CONSIGNE A:
En vous appuyant sur l'extrait fourni consacré à « Sanctuaire », expliquez pourquoi ce roman peut être présenté comme un livre policier.
CONSIGNE B:
D'après l'extrait fourni, quelle place « Sanctuaire » occupe-t-il parmi les romans de Faulkner ?

EXTRAIT FOURNI:
::::
Sanctuaire
William Faulkner
Faulkner est un écrivain clivant. Certains crient au génie, d’autres le voient comme un usurpateur incompréhensible. En refermant « Sanctuaire », son sixième roman (et le premier que je lis), j’ai pensé : « Ah ! Celui-là, il m’a bien énervé ». Ce texte est supposé être un livre policier. Effectivement, il y a un viol, des meurtres, une enquête, de l’alcool, de la fumée et même un lynchage. Dans sa préface, André Malraux dit que l’histoire en elle-même importe peu et que c’est l’atmosphère qui compte. Sans vouloir forcer la blague facile, j’ai tout de même bien envie de lui répondre : « Atmosphère ? Atmosphère ? Est-ce que j’ai une gueule d’atmosphère ? »
::::
DONNÉES FOURNIES:
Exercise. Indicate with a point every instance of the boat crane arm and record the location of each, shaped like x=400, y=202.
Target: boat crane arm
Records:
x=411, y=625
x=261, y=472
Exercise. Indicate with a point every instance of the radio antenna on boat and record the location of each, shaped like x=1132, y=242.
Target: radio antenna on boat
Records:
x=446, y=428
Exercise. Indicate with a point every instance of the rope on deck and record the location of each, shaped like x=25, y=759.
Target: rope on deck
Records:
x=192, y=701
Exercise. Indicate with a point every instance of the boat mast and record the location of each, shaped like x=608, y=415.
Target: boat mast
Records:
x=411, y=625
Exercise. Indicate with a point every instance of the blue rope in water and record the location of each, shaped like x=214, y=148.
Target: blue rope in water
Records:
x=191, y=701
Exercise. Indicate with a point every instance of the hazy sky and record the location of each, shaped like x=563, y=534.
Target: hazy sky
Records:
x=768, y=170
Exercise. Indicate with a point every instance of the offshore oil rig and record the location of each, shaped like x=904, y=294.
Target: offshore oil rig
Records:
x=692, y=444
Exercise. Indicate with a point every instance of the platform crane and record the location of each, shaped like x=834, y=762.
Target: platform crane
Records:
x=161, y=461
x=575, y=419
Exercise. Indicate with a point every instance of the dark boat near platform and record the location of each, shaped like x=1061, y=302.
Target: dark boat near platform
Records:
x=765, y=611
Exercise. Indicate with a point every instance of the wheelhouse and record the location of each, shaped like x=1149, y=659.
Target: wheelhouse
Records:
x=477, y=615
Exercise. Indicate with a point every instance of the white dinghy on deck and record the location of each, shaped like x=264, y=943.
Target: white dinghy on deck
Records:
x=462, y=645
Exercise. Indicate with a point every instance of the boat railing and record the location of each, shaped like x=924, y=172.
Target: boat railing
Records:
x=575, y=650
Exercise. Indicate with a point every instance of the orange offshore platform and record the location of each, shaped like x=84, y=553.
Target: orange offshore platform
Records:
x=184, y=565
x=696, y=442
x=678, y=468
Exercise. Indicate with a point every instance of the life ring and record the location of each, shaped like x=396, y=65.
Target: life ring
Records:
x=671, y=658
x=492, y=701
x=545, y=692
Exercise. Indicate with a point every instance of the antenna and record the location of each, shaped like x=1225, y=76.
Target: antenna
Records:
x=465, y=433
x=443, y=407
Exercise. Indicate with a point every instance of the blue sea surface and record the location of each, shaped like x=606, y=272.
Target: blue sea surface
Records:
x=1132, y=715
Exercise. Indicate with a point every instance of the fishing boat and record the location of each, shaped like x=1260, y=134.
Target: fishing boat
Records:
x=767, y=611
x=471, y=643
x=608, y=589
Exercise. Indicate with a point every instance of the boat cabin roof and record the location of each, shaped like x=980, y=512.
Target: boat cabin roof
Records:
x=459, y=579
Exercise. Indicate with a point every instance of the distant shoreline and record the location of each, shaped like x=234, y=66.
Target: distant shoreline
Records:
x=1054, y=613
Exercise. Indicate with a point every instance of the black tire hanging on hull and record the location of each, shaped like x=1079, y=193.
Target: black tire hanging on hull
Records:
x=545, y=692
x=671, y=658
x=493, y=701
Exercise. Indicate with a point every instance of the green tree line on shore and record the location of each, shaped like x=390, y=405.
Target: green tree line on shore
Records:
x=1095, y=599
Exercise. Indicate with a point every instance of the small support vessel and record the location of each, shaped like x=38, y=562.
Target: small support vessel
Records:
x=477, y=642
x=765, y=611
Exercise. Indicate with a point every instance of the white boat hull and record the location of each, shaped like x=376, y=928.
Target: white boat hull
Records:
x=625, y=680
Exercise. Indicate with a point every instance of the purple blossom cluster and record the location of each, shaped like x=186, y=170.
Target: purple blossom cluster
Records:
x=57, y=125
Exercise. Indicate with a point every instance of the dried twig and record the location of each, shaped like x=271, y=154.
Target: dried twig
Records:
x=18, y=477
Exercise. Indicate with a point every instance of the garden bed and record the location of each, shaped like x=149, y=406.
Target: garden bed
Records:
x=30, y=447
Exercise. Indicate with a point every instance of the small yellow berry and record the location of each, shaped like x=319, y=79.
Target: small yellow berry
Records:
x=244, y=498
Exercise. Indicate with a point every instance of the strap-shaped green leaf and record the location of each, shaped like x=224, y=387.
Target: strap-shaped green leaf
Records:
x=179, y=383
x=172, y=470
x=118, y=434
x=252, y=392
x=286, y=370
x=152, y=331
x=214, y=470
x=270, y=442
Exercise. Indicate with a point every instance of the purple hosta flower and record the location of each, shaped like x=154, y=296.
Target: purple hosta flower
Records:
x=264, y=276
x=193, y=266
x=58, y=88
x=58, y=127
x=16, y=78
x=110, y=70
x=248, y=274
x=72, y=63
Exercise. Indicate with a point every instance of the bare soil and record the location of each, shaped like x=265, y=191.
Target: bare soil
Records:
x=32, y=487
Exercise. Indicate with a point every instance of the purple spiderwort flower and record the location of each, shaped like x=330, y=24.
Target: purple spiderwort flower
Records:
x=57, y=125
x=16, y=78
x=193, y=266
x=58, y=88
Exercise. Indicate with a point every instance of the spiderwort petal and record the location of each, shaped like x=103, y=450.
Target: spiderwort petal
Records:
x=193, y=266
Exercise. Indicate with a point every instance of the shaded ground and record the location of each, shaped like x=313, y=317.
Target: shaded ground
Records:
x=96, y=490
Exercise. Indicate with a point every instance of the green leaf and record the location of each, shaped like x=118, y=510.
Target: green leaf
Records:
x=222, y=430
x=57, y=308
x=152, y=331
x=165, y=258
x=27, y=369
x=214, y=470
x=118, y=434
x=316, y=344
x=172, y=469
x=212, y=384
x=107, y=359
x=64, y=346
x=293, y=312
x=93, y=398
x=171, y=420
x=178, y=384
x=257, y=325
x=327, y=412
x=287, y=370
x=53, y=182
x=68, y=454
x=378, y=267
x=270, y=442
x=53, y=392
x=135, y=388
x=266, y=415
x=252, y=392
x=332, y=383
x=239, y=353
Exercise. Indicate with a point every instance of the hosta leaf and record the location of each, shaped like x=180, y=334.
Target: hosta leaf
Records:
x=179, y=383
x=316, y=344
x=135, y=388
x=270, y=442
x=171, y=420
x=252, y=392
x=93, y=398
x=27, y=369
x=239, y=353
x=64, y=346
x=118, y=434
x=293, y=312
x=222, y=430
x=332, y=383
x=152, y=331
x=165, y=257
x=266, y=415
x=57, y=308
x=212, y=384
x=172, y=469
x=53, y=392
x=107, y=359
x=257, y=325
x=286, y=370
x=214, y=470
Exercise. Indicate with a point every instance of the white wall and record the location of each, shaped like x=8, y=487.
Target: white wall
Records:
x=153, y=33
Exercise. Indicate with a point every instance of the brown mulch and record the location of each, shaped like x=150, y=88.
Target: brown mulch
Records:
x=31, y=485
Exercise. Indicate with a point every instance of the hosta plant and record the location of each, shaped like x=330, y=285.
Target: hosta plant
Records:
::::
RÉPONSE RÉDIGÉE A:
On peut le présenter comme un livre policier parce qu'il réunit les ingrédients du genre : un viol, des meurtres et une enquête. S'y ajoutent de l'alcool, de la fumée et même un lynchage.

RÉPONSE RÉDIGÉE B:
C'est son sixième roman.